Problem
Identify each line in the data below that contains the word "wooden", and copy those lines.

-- Start of The input --

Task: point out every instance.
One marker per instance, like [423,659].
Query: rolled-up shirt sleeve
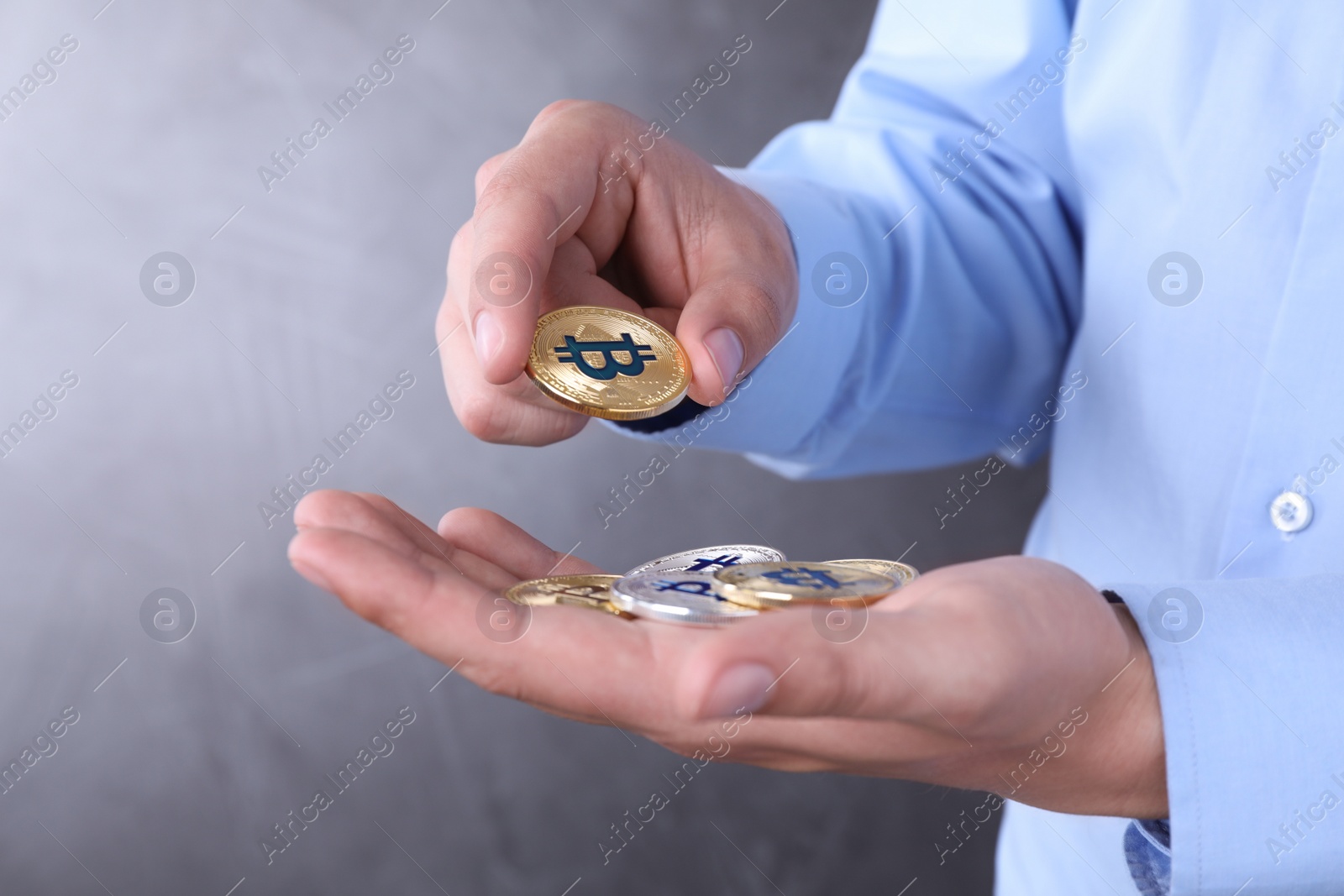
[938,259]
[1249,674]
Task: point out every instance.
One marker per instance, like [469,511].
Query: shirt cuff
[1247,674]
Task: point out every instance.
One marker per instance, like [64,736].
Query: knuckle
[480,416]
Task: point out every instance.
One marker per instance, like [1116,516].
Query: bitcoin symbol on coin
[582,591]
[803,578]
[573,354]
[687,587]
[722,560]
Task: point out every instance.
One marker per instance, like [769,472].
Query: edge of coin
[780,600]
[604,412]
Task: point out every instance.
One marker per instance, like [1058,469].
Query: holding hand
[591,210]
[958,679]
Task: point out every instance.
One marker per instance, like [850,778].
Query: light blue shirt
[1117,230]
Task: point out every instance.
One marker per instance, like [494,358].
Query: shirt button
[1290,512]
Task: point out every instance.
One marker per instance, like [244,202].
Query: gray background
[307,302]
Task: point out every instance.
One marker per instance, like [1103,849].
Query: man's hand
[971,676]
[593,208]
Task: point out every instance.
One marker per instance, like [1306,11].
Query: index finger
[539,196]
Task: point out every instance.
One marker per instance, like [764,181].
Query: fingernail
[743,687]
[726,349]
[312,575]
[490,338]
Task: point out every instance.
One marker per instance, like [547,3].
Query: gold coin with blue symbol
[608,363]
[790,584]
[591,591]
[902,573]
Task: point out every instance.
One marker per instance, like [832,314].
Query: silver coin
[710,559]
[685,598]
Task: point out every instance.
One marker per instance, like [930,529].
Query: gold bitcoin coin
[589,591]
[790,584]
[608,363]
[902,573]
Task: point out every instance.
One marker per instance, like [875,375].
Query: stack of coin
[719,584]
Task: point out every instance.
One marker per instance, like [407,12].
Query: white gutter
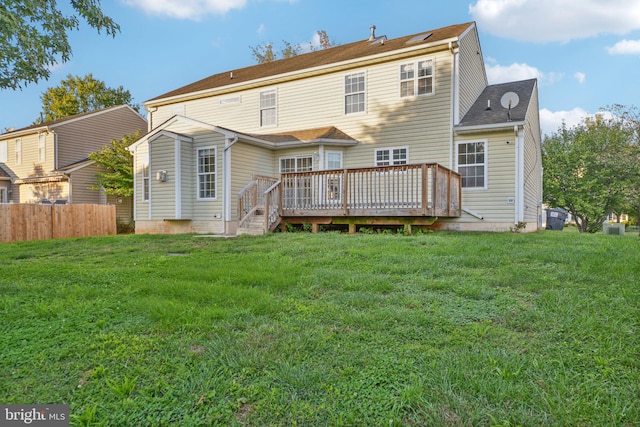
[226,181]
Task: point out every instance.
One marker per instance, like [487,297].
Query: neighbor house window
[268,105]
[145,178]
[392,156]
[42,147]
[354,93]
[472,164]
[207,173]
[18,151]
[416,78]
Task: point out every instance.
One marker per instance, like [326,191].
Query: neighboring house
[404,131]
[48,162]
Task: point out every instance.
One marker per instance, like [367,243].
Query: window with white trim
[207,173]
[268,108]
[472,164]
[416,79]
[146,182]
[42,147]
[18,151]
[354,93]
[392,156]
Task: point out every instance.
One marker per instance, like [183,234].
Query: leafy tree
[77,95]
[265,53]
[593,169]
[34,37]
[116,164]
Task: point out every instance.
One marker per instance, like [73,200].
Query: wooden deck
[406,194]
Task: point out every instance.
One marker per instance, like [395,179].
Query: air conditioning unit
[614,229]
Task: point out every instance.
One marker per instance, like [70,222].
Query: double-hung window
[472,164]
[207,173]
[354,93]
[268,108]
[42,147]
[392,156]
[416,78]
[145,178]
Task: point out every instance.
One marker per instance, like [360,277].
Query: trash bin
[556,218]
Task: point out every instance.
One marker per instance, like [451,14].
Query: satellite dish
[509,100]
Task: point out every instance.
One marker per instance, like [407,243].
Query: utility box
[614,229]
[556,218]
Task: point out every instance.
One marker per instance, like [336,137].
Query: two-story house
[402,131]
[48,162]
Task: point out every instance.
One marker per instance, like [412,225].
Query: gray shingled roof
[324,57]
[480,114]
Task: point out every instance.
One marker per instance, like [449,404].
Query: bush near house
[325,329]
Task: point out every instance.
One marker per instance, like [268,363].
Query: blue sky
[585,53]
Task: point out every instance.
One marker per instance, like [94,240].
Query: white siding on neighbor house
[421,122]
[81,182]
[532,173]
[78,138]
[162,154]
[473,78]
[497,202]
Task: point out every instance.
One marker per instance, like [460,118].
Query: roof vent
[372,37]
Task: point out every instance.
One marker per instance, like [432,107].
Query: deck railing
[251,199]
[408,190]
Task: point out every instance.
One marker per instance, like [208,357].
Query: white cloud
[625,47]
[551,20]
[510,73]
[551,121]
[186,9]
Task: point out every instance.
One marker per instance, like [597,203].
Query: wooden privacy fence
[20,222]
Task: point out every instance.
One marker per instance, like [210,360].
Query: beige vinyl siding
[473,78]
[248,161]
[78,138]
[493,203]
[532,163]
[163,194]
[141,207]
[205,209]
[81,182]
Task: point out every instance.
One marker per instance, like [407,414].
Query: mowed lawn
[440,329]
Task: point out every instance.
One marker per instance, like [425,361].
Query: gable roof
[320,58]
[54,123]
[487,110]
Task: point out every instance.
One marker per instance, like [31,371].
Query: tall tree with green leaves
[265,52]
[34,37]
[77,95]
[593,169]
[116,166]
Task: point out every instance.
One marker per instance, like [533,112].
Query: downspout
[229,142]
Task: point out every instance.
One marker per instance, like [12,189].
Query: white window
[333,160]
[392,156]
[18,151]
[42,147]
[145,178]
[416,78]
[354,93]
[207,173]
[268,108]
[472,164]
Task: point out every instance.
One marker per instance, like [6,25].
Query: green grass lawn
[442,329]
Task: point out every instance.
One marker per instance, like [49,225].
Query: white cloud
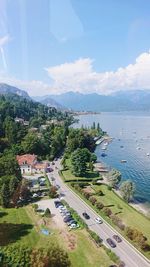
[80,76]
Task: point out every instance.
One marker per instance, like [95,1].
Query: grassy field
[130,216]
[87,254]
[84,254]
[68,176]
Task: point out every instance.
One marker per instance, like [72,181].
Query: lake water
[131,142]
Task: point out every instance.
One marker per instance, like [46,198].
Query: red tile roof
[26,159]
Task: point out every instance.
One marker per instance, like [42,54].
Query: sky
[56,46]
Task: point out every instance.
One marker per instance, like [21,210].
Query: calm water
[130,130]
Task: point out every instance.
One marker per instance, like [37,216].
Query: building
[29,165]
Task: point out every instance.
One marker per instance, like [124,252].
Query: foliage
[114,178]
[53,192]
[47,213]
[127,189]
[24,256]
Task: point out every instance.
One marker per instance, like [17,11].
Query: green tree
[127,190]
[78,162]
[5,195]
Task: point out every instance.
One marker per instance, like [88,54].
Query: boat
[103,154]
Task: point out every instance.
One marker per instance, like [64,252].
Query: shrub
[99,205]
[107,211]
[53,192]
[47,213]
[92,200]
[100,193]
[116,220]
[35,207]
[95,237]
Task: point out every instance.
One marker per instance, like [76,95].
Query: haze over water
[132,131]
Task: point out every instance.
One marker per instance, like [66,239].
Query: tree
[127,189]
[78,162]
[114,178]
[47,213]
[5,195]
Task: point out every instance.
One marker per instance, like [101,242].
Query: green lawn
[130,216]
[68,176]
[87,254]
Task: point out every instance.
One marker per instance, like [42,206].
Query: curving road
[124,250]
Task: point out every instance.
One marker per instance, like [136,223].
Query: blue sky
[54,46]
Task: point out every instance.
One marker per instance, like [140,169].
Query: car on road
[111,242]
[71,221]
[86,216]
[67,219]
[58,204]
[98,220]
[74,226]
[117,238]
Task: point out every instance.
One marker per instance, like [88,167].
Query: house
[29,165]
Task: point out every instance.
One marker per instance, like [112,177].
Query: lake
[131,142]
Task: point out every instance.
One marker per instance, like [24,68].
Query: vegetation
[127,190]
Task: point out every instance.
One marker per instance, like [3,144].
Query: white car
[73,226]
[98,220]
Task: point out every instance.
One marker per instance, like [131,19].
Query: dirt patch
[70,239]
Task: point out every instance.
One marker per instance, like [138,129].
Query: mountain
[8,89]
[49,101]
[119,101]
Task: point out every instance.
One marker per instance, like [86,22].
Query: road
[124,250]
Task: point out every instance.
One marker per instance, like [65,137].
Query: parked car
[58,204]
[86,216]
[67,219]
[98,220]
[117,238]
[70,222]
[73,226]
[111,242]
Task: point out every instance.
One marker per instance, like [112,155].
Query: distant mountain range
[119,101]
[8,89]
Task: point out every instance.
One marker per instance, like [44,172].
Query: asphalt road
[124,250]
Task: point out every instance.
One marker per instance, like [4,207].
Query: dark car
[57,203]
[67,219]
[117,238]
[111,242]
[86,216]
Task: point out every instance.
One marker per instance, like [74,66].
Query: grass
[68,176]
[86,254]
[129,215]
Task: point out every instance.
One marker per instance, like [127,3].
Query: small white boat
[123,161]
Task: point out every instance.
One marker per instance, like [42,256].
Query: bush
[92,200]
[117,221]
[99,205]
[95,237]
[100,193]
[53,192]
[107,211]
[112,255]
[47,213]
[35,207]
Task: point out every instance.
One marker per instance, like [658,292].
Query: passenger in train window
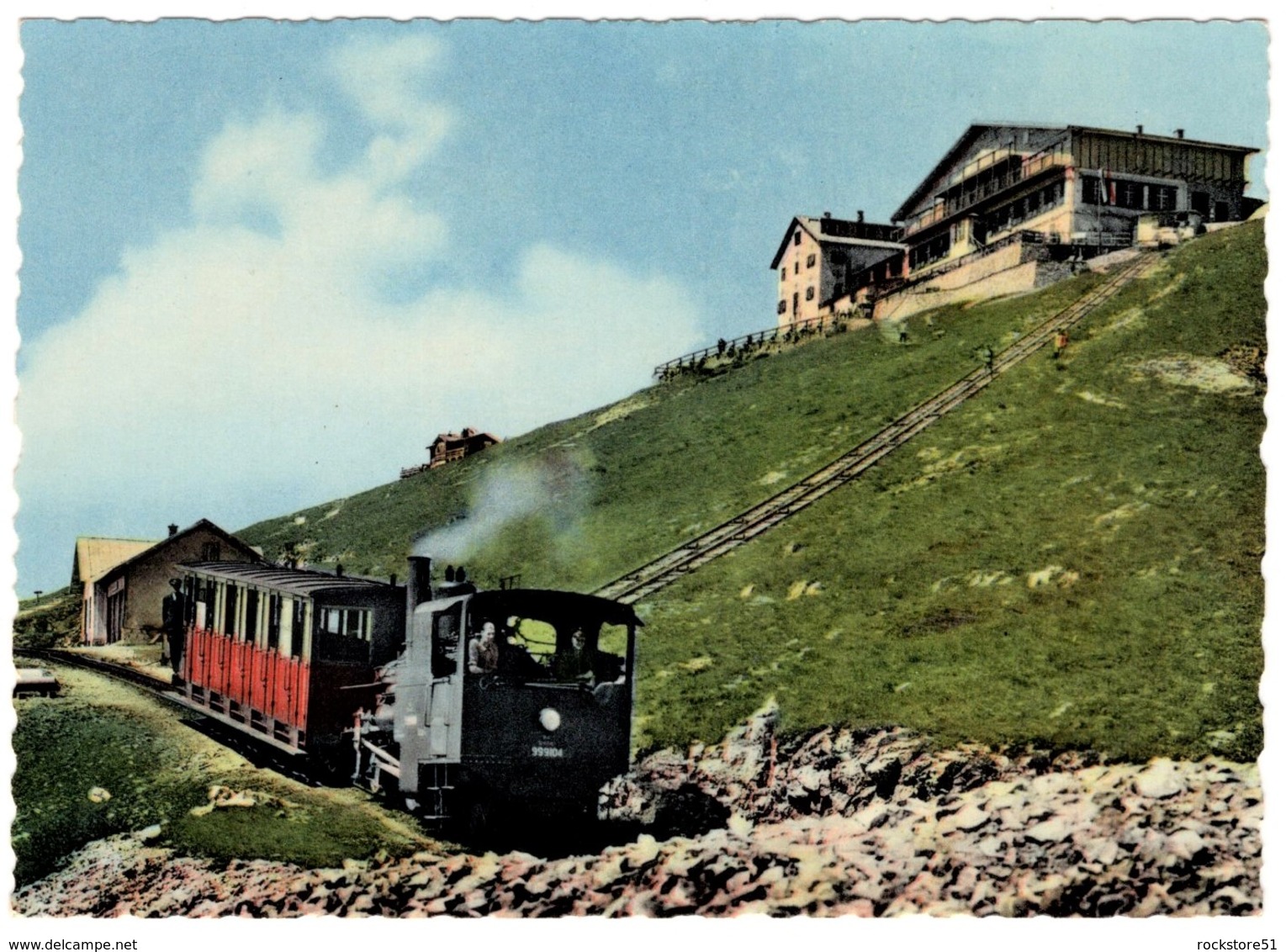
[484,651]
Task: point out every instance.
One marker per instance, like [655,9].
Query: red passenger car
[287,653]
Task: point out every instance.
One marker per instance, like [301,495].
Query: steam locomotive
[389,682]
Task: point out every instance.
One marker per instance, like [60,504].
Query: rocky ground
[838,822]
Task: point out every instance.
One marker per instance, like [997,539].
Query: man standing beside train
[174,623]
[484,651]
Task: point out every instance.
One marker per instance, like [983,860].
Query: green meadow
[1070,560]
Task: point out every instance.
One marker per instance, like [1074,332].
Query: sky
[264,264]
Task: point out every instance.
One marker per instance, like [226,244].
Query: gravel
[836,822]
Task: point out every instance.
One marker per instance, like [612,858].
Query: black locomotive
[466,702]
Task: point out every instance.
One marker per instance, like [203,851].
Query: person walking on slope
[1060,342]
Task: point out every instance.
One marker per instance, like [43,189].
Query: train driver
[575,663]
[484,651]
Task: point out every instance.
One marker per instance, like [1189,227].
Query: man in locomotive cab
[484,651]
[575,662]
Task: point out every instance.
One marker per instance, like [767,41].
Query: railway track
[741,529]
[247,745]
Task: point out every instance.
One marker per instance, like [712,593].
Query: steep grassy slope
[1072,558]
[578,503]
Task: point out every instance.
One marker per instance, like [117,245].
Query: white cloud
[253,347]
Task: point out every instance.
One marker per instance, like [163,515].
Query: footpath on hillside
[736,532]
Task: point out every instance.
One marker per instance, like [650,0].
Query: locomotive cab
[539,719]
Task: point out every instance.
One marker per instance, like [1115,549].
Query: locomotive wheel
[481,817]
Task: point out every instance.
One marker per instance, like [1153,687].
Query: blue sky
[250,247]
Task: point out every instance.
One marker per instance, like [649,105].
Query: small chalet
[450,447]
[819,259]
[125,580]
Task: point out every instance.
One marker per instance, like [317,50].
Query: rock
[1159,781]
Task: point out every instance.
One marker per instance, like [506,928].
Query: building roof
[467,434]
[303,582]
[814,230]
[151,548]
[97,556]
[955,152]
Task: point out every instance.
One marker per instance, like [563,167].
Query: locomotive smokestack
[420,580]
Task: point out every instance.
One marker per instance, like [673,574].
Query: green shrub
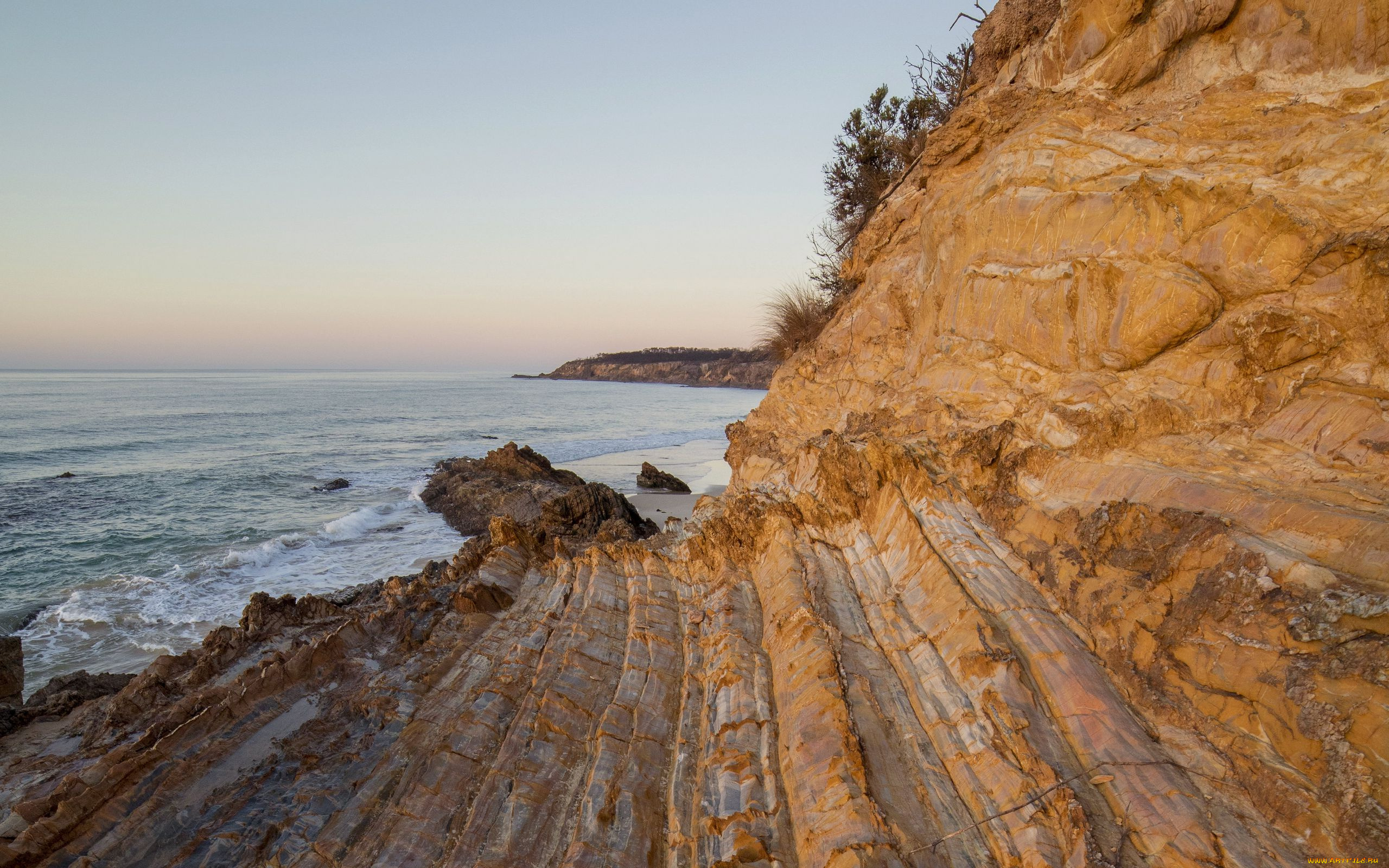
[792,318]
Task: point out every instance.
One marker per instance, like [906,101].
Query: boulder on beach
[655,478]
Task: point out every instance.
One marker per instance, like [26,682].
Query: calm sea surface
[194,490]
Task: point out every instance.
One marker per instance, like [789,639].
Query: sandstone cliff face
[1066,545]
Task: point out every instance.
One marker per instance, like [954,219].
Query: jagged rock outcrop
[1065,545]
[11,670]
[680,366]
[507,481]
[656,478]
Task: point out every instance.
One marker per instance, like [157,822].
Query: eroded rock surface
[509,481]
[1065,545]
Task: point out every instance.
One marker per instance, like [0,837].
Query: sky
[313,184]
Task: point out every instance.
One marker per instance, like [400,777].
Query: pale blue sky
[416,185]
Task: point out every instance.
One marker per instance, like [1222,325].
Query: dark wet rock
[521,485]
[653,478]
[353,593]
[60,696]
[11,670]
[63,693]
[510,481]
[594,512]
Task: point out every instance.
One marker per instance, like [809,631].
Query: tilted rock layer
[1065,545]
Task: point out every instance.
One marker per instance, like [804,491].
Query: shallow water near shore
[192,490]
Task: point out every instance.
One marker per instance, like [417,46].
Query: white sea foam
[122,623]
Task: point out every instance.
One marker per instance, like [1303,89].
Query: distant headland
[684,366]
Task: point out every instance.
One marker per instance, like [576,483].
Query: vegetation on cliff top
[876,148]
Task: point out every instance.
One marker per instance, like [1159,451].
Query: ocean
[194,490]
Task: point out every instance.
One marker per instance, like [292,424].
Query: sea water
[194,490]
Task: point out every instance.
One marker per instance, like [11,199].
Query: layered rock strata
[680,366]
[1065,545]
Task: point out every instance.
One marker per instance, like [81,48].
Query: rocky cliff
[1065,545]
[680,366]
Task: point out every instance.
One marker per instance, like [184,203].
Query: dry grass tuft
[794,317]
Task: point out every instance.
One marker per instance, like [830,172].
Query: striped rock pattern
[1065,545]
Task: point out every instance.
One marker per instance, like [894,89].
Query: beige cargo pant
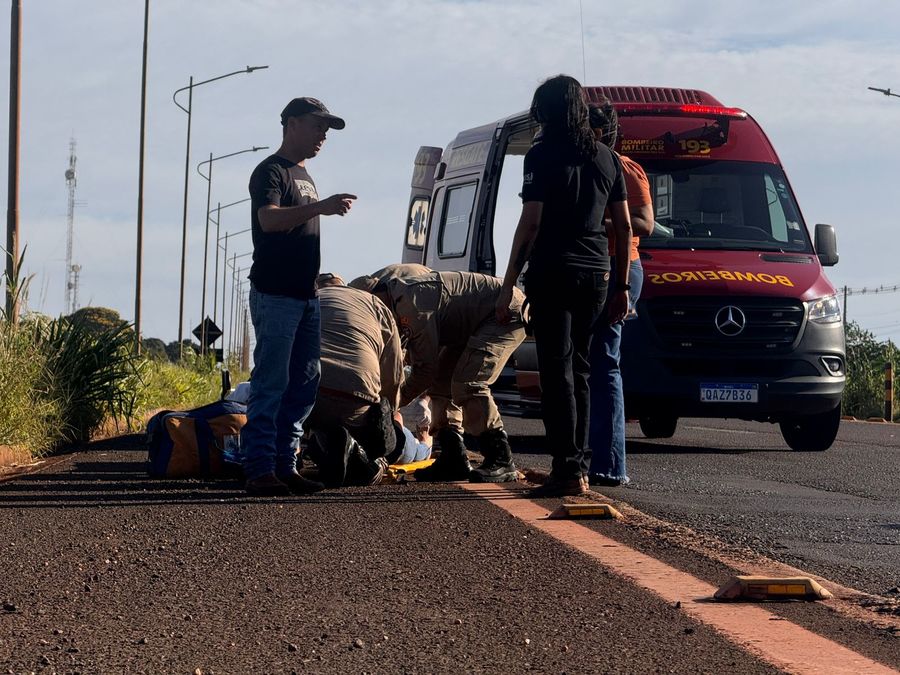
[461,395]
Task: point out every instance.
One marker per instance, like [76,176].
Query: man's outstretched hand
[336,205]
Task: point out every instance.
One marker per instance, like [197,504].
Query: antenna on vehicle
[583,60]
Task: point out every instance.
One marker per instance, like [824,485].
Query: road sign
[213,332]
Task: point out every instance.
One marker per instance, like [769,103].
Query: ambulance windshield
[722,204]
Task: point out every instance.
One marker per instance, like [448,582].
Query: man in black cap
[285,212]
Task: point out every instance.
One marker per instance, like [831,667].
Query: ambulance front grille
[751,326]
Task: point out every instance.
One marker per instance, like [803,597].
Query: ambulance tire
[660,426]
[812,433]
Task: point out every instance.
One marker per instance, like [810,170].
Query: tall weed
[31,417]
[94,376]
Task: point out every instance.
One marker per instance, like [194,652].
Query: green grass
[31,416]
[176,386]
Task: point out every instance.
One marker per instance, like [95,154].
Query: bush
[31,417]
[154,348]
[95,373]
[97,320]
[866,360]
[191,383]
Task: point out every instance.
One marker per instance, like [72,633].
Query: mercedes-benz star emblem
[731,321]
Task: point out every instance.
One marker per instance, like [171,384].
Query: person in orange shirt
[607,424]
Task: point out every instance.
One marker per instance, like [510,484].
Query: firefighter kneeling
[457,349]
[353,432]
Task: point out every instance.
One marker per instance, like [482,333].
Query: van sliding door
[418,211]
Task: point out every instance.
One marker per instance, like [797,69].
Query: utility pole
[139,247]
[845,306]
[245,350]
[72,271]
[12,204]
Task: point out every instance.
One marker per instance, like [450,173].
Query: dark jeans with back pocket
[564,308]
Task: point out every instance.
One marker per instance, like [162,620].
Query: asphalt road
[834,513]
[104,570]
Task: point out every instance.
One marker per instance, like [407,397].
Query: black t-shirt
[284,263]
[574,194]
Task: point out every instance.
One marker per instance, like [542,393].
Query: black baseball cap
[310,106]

-- End of The input --

Reply to the exercise
Query: wooden deck
Query: wooden privacy fence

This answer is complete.